Entries from a point annotation set:
* START *
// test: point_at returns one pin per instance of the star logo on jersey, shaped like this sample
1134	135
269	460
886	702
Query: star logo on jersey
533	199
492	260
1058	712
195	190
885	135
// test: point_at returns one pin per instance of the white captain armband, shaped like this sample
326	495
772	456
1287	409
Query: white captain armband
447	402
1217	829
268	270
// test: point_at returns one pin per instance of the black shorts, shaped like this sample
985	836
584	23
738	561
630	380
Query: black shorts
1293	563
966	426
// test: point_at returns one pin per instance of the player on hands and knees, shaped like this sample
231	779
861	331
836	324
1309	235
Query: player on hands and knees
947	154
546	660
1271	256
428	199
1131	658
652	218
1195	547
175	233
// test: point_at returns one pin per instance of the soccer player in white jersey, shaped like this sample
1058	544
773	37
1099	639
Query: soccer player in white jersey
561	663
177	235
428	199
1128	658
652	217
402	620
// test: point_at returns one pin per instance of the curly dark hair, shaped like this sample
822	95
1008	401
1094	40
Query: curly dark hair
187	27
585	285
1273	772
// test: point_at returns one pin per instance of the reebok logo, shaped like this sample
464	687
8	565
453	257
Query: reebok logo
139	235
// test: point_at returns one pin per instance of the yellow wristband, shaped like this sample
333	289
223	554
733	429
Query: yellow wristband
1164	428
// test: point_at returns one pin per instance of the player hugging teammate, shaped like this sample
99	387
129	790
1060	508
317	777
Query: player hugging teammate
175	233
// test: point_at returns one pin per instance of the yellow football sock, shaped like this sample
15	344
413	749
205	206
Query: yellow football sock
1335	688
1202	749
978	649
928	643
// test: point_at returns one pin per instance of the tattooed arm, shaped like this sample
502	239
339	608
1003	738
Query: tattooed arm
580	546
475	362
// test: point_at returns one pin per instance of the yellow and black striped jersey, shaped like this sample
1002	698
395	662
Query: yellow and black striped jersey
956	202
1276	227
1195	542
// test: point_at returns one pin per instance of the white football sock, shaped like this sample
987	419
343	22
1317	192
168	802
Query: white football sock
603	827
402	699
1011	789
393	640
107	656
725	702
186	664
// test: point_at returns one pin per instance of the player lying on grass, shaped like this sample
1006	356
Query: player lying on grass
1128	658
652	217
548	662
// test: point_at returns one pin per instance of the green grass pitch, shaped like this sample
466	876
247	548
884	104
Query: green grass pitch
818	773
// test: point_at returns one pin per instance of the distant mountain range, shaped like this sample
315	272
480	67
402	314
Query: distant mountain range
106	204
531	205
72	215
* END *
DESCRIPTION OF THE TASK: Format every line of the records above as a JSON list of strings, with one string per line and blank lines omitted.

WRITTEN RESPONSE:
[
  "// test: point_at returns one pin per instance of the star logo on jersey, shaped like this sample",
  "1134\t135",
  "269\t460",
  "886\t702",
  "Query: star logo on jersey",
  "533\t199",
  "492\t260",
  "1058\t712",
  "195\t190",
  "885\t135",
  "// test: point_at returns one pin per instance of the white captain armband, shaped like this sample",
  "326\t495",
  "772\t456",
  "1287\t409",
  "Query: white captain armband",
  "447\t402",
  "1217\t829",
  "268\t270",
  "// test: point_at returns one pin per instance of the black shorts, shaped like this sample",
  "985\t836",
  "584\t23",
  "738\t561",
  "630\t380",
  "Query: black shorts",
  "1293\t563",
  "966\t426",
  "// test: point_at returns one pin per instance of the player on hands and knees, shaped like this sample",
  "231\t779",
  "861\t331",
  "836\t324",
  "1309\t235",
  "Query: player on hands and knees",
  "947\t154",
  "546\t660",
  "1271\t256",
  "428\t199",
  "1131\t658",
  "652\t218",
  "1195\t547",
  "175\t233",
  "// test: point_at returns one pin per instance of the soccer player in white jersey, shaped like this sample",
  "1058\t544",
  "773\t37",
  "1099\t639",
  "Query: soccer player in white jersey",
  "561\t663",
  "177\t235",
  "428\t199",
  "1128\t658",
  "652\t217",
  "402\t620",
  "// test: point_at returns one pin per instance of the curly dark hair, shaped like this sample",
  "822\t95",
  "1008\t401",
  "1094\t40",
  "Query: curly dark hair",
  "187\t27",
  "585\t285",
  "1273\t772",
  "// test: point_at returns one pin per instance of the reebok logo, shaped like this sample",
  "464\t687",
  "8\t565",
  "453\t257",
  "Query: reebok logo",
  "139\t235",
  "// test: point_at returns one pin per instance of the yellow wristband, shaped like this sample",
  "333\t289",
  "223\t554",
  "733\t429",
  "Query: yellow wristband",
  "1164\t428",
  "// test: point_at returns one pin per instance of the player hugging teammate, shaped like this sample",
  "99\t387",
  "129\t790",
  "1060\t508",
  "317\t777",
  "Query: player hugging teammate",
  "175\t233",
  "// test: point_at returns one pin per instance of the yellow football sock, shaped like this sample",
  "15\t344",
  "413\t749",
  "205\t206",
  "Query: yellow football sock",
  "1335\t688",
  "1202\t749",
  "978\t649",
  "928\t643",
  "// test: point_at returns one pin per instance of the tattooed arm, shaped like this sample",
  "502\t239",
  "339\t608",
  "1003\t738",
  "Query: tattooed arm",
  "580\t546",
  "475\t362",
  "// test: point_at returns one pin per instance of the yellow and black striped jersey, shaped like this sample",
  "1002\t698",
  "395\t662",
  "Query: yellow and black striped jersey",
  "956\t202",
  "1276\t227",
  "1195\t542",
  "// test: point_at returns one pin per instance of the white football sock, shaped like this sample",
  "987\t419",
  "343\t22",
  "1317\t192",
  "168\t802",
  "Query: white football sock",
  "603\t827",
  "402\t699",
  "1011\t789",
  "393\t640",
  "107\t656",
  "725\t702",
  "186\t664",
  "// test: point_at returns one pin per instance of the player lying on grass, shaped like this sample",
  "1006\t356",
  "Query: player lying on grass",
  "1128\t658",
  "652\t217",
  "548\t662",
  "// test: point_at returns one pin per instance of the green grass pitch, shaped like this sample",
  "466\t876",
  "247\t548",
  "884\t104",
  "Query: green grass pitch",
  "818\t773",
  "// test: point_at returns one pin per instance of the distant mountain range, shaped like this sample",
  "315\t272",
  "480\t67",
  "402\t314",
  "Query: distant mountain range",
  "106\t204",
  "531\t205",
  "72\t215"
]